[Start of SELECTED PASSAGE]

4 The greedy algorithm

A straightforward solution to the DCCS problem is generating all candidate d-CCs and selecting kd-CCs that cover the maximum number of vertices. However, the search space of all k-combinations of d-CCs is extremely large, so this method is intractable even for small multi-layer graphs. Alternatively, fast algorithms with provable performance guarantees may be more preferable. This section proposes a simple greedy algorithm with an approximation ratio of $1 - 1/e$. Before describing the algorithm, we present the following lemma based on Property 3. The lemma enables us to remove irrelevant vertices earlier.

Lemma 1

(Intersection bound) Given a multi-layer graph ${\mathcal {G}}$ and two subsets $L_1, L_2 \subseteq [l({\mathcal {G}})]$, we have $C_{L_1 \cup L_2}^{d} ({\mathcal {G}}) \subseteq C_{L_1}^{d} ({\mathcal {G}}) \cap C_{L_2}^{d}({\mathcal {G}})$ for $d \in {\mathbb {N}}$.

The greedy algorithm GD-DCCS is described in Fig. 4. The input is a multi-layer graph ${\mathcal {G}}$ and $d, s, k \in {\mathbb {N}}$. GD-DCCS works as follows. Line 1 preprocesses ${\mathcal {G}}$ by Procedure VertexDeletion, which will be described later. Line 2 initializes the candidate d-CC set ${\mathcal {F}}$ and the result set ${\mathcal {R}}$ to be empty. Lines 3–4 compute the d-core $C^d(G_i)$ on each layer $G_i$ by the algorithm in [3]. Indeed, we have $C^{d}_{\{i\}}({\mathcal {G}}) = C^{d}(G_i)$. In order to find $C_{L}^d({\mathcal {G}})$ for each $L \subseteq [l({\mathcal {G}})]$ with $|L| = s$, we first compute the intersection $S = \bigcap _{i \in L} C^{d}(G_i)$ (line 6). By Lemma 1, we have $C_{L}^{d}({\mathcal {G}}) \subseteq S$. Thus, we compute $C_{L}^{d}({\mathcal {G}})$ by Procedure dCC on the induced subgraph ${\mathcal {G}}[S]$ instead of on ${\mathcal {G}}$ (line 7) and add $C_{L}^{d}({\mathcal {G}})$ to ${\mathcal {F}}$ (line 8).

Lines 9–11 select kd-CCs from ${\mathcal {F}}$ in a greedy manner. Each time, we select the d-CC $C^* \in {\mathcal {F}}$ that maximizes $|\textsf {Cov}({\mathcal {R}}\cup \{C^*\})| - |\textsf {Cov}({\mathcal {R}})|$, add $C^*$ to ${\mathcal {R}}$, and remove $C^*$ from ${\mathcal {F}}$. Finally, ${\mathcal {R}}$ is output as the result (line 12).

[End of SELECTED PASSAGE]
[Start of INFORMATION PROVIDED]

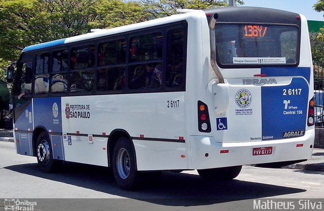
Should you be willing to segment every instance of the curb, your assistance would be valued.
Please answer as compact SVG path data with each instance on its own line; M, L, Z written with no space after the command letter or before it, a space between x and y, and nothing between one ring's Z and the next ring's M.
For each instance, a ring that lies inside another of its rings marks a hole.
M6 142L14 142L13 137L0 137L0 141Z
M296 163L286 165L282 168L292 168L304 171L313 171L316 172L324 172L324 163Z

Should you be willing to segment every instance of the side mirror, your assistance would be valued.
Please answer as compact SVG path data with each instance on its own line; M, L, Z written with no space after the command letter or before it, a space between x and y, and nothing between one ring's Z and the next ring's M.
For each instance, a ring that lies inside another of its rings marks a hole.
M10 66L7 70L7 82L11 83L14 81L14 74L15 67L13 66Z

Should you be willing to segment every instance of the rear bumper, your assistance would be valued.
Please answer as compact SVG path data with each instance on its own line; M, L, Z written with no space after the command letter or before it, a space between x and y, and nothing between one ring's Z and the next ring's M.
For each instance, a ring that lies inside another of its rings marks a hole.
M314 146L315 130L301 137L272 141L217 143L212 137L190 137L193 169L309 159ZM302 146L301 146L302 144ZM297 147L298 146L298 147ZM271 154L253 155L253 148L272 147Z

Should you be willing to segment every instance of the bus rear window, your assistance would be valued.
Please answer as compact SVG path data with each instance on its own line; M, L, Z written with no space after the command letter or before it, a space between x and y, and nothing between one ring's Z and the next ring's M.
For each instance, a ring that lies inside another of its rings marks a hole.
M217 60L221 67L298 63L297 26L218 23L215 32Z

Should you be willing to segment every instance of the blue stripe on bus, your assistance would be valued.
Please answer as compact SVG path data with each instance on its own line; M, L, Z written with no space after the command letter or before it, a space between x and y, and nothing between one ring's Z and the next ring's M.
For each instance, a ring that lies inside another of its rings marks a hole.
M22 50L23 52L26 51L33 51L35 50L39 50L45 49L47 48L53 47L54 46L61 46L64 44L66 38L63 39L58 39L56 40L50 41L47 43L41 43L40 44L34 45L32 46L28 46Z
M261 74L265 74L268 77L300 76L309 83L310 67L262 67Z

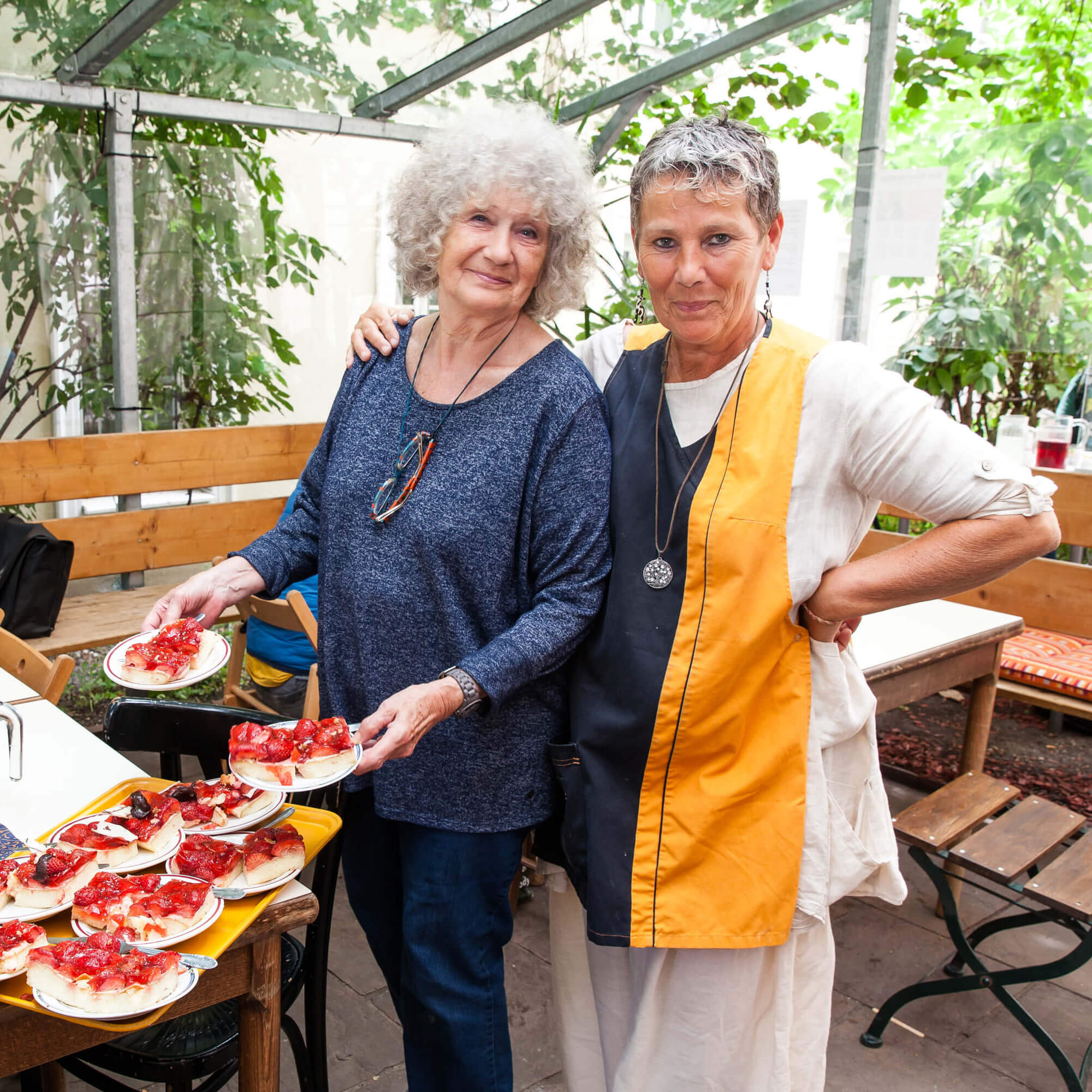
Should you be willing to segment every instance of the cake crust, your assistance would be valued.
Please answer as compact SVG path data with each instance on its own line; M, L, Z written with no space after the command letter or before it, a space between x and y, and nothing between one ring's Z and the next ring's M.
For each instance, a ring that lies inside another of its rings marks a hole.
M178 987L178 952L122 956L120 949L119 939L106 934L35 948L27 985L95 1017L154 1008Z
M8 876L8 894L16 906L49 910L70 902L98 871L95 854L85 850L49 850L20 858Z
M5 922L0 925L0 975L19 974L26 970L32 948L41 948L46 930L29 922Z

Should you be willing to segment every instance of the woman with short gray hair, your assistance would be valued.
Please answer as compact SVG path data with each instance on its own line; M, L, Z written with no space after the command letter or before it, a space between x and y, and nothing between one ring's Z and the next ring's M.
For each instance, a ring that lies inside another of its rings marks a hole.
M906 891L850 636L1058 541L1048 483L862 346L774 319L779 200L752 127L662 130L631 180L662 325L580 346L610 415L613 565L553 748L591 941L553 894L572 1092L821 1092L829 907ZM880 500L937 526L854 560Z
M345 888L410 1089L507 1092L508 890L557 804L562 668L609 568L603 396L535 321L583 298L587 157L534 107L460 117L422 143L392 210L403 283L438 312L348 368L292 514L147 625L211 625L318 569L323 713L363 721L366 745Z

[End of INFORMATION PROVIDED]

SET TASKS =
a - Retype the rows from the line containing "Should you be willing to segment every instance of the bus" down through the line containing "M217 60L221 67L298 63L297 26L218 23L215 32Z", both of those lines included.
b - Extend the passage on the greedy DCCS algorithm, picking up after its final sentence.
The passage and the rows were taken from unrelated sources.

REPLIES =
a -
Should you be willing to segment every instance of the bus rear window, your assistance would be valued.
Please answer as compact SVG path data with each instance on its own line; M, L, Z written with no space after the command letter or before it, a space between x and y, and nothing between one ring's Z and the next ring's M.
For each instance, a ring that lies inside another of its rings marks a hole.
M217 60L221 67L298 63L297 26L218 23L215 32Z

b -
Complexity analysis Let $l = l({\mathcal {G}})$, $n = |V({\mathcal {G}})|$ and $m = |\bigcup _{i = 1}^{l} E_i({\mathcal {G}}) |$. Procedure dCC in line 7 runs in O(ms) time as shown in Sect. 3. Line 10 runs in $O(n|{\mathcal {F}}|)$ time since computing $|\textsf {Cov}({\mathcal {R}}\cup \{C\})| - |\textsf {Cov}({\mathcal {R}})|$ takes O(n) time for each $C \in {\mathcal {F}}$. In addition, $|{\mathcal {F}}| = {l \atopwithdelims ()s}$. Therefore, the time complexity of GD-DCCS is $O((ns + ms + kn){l \atopwithdelims ()s})$, and the space complexity is $O(n{l \atopwithdelims ()s})$.

Theorem 2

The approximation ratio of GD-DCCS is $1 - \frac{1}{e}$.

Proof

At lines 1–8, GD-DCCS exactly finds ${\mathcal {F}}$, the set of all candidate d-CCs. The remaining part of GD-DCCS aims at finding the set ${\mathcal {R}}$ of kd-CCs from ${\mathcal {F}}$ that maximizes $|\textsf {Cov}({\mathcal {R}})|$. This is an instance of the max-k-cover problem [2]. Lines 9–11 of GD-DCCS actually use the greedy algorithm [2] to solve this problem. The approximation ratio of this greedy algorithm is $1 - 1/e$ [2]. Thus, the theorem holds. $\square $

Vertex deletion procedure In line 1 of GD-DCCS, we apply Procedure VertexDeletion to remove some unpromising vertices from ${\mathcal {G}}$. Let $\textsf {Supp}(v)$ denote the number of layers i such that $v \in C^d(G_i)$. If $\textsf {Supp}(v) < s$, v cannot be contained in any d-CCs $C_L^d({\mathcal {G}})$ with $|L| = s$. Thus, we can iteratively remove all such vertices from ${\mathcal {G}}$ until $\textsf {Supp}(v) \ge s$ for all vertices v remaining in ${\mathcal {G}}$.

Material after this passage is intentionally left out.